-- begin MATERIAL FOR THIS EXERCISE --
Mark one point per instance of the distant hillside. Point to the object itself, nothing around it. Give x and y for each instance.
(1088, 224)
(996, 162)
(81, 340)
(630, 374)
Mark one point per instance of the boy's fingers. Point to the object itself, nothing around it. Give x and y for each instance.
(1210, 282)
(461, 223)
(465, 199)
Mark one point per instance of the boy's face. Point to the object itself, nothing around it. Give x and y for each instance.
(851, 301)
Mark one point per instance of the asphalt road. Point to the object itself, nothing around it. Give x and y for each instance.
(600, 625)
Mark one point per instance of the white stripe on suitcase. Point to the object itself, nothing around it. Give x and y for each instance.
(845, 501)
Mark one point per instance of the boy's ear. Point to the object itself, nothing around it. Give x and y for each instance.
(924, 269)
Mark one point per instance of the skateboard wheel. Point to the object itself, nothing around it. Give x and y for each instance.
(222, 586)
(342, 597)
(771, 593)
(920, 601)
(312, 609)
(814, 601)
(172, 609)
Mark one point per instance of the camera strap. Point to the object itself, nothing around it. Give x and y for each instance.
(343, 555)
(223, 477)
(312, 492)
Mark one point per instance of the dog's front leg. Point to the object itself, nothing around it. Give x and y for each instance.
-- end MATERIAL FOR THIS EXERCISE --
Rewrite all of the entries above, replacing each "boy's" with "child's" and keeping everything else the same.

● **RESPONSE**:
Mark one point per instance of the distant hillside. Point to the object itself, nothing around it. Give x and y for each instance.
(1088, 224)
(996, 162)
(81, 340)
(630, 374)
Mark one point per instance of the child's fingers. Point to the object itself, nothing around it. Give x and y for each instance.
(1210, 282)
(461, 223)
(465, 199)
Mark one point per instance of the child's face. Point to the object itself, nothing around it. Give x and y for each instance.
(851, 301)
Mark one point per instance of the asphalt road. Point to the object itself, nothing around it. Give x and y for each instance.
(600, 625)
Mark one point per instance of the white stripe on suitcase. Point to the object itself, nothing around it. Give x and y for each instance.
(845, 501)
Mark one point per instance of the child's ear. Point to the object itself, nothing around it. Give x and y for each instance.
(924, 269)
Mark one point per instance of the skateboard wheel. Point to the object itself, nothing around it. Give x and y for each instance.
(222, 586)
(342, 597)
(771, 593)
(920, 601)
(312, 609)
(814, 601)
(172, 609)
Mark one point per instance of the camera strap. Point to the object itself, nothing around it. Give x and y for each instance.
(343, 555)
(223, 477)
(312, 492)
Mark one point per instance of the dog's front leg. Point to the object itself, nothing around it. Give x and y for each instance.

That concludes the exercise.